__TASK OBJECTIVE__
Arrange the rows below as a two-column CSV with the header instruction,keypoints. Each row gets one line, with its text under instruction and its answer under keypoints, both double-quoted and with line breaks turned into spaces.

— start of INFORMATION GIVEN —

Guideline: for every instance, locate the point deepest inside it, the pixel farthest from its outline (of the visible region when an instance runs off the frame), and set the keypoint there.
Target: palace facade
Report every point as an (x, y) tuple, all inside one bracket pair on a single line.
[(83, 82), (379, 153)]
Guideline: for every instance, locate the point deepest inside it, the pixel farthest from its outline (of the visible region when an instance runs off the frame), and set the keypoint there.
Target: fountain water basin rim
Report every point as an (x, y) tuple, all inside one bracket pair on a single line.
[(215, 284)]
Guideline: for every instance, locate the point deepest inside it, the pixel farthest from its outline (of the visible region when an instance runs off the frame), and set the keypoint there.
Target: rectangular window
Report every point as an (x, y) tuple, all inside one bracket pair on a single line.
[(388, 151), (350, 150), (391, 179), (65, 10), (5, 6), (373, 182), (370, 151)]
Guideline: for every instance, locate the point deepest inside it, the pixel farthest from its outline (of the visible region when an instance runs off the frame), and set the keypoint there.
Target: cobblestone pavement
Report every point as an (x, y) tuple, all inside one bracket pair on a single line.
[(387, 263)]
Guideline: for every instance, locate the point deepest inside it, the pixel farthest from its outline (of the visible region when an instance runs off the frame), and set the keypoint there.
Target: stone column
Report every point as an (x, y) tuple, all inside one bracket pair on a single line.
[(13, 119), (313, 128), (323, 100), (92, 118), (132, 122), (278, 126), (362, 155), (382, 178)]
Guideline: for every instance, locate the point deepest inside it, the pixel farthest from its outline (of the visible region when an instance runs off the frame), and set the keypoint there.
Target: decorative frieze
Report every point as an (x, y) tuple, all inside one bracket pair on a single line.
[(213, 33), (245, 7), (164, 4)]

— end of INFORMATION GIVEN —

__ANSWER BELOW__
instruction,keypoints
"Guideline: for every instance, locate the point deepest inside it, the pixel farthest from its outline (of the visible region when an instance runs off the frame), and set the keypoint there. Target: palace facade Report every point as an (x, y) tuple, all inside one bracket pair on a single line.","[(83, 82), (379, 153)]"
"Guideline: for every instance, locate the point deepest inside it, the pixel farthest from its outline (of the visible region when an instance runs off the frame), and set the keypoint there. Target: fountain water basin rim Report every point as an (x, y) tuple, all inside one bracket pair on a single line.","[(215, 284)]"
"Guideline: for every instance, locate the point deepest inside it, the pixel farthest from its outline (of the visible region when an instance runs off the frame), and set the keypoint there. Target: rectangular window Report every point as an (x, y) tuple, all inside one bracket pair on a single line.","[(388, 151), (350, 150), (391, 179), (65, 10), (5, 6), (373, 182), (370, 151)]"
"Guideline: for every instance, locate the point deepest inside it, the pixel farthest from its outline (of the visible region when an instance runs off the frame), and set the keypoint there. Target: cobblestone pavement Report every point as an (x, y) tuple, all inside one bracket pair on a single line.","[(387, 263)]"
"Guideline: for every instance, locate the point deepest inside it, the pixel farthest from its outline (of the visible region when an instance runs off the frame), and set the keypoint there. Target: stone column Report every point as an (x, y) tuple, all inside one bracket pair on a single line.","[(13, 119), (313, 128), (323, 100), (92, 118), (132, 122), (278, 126), (362, 155), (382, 178)]"
"Guideline: for every instance, locate the point deepest inside it, the pixel farthest from its outline (of the visible region when an instance runs off the frame), and set the keypoint there. Target: decorative frieze Report every point as an (x, y) tuple, all inside one bracket pair on a single line.","[(213, 33), (245, 7), (164, 4)]"